DESCRIPTION OF THE TASK:
With every line kept intact, print the entries that appear below.

Natural language region descriptions:
####

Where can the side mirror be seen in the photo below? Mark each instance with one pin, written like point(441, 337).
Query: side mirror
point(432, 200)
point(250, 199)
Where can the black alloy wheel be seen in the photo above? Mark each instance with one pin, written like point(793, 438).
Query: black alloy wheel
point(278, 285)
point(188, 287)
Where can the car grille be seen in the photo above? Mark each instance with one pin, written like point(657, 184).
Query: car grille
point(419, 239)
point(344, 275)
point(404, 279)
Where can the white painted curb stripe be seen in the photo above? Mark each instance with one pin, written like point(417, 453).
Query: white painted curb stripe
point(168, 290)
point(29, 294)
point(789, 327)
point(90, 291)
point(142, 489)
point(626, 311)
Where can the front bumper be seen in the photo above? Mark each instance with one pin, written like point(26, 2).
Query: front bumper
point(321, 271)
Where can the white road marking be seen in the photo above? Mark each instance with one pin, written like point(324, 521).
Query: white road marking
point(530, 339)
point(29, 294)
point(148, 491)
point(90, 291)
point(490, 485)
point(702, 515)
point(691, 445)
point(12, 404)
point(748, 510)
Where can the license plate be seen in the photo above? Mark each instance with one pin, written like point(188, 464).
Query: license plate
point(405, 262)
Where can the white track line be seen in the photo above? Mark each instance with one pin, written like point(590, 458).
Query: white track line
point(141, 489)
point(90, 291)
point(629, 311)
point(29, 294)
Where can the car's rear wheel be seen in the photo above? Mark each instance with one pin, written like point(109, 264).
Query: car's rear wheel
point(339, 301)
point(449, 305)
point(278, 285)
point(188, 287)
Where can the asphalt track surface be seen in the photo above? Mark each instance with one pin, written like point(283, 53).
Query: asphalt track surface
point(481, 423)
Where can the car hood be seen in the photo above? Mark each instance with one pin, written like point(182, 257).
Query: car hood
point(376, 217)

####

EXERCISE SOLUTION:
Where can the side mirror be seen in the photo below? Mark each instance with one pin, written like point(441, 337).
Query: side mirror
point(432, 200)
point(250, 199)
Where can the black alloy wheel be seen in the photo above? Mark each instance with one pin, written like point(793, 438).
Query: black alloy wheel
point(278, 285)
point(188, 287)
Where can the car grille be seen in the photo above? Mark each instance with one pin, written like point(657, 184).
Query: car grille
point(419, 239)
point(344, 275)
point(404, 279)
Where can the white painted curb stripe be seen in the photo above? Mark each instance with one pin, written like point(417, 453).
Query: white painted curb stripe
point(168, 290)
point(29, 294)
point(789, 327)
point(90, 291)
point(142, 489)
point(626, 311)
Where can the front bumper be seen in the photo above? Mark each instance with one pin, written like point(26, 2).
Query: front bumper
point(321, 271)
Where can the white road marking be seen in the photo above? Mark each instance with one pin, written like point(324, 521).
Query: white road marking
point(530, 339)
point(29, 294)
point(148, 491)
point(90, 291)
point(490, 485)
point(702, 515)
point(691, 445)
point(12, 404)
point(748, 510)
Where can the license plate be seen in the photo above? Mark each instance with one pin, written like point(188, 464).
Query: license plate
point(405, 262)
Where can the white track line be seen in the photo above? Mark each instance with one pin, written like point(590, 458).
Query: white track line
point(141, 489)
point(90, 291)
point(629, 311)
point(29, 294)
Where can the car's rear wheel be seen in the photo above? Mark each instance with one pin, written like point(109, 264).
Query: car's rear wheel
point(339, 301)
point(449, 305)
point(278, 285)
point(188, 287)
Where can the asphalt track surface be seen in the photo above? Mark each instance with one pin, written like point(283, 53).
Query: asphalt track surface
point(481, 423)
Where can the car hood be seen in the photo above? Mark each instance with one pin, written like point(182, 257).
Query: car hood
point(376, 217)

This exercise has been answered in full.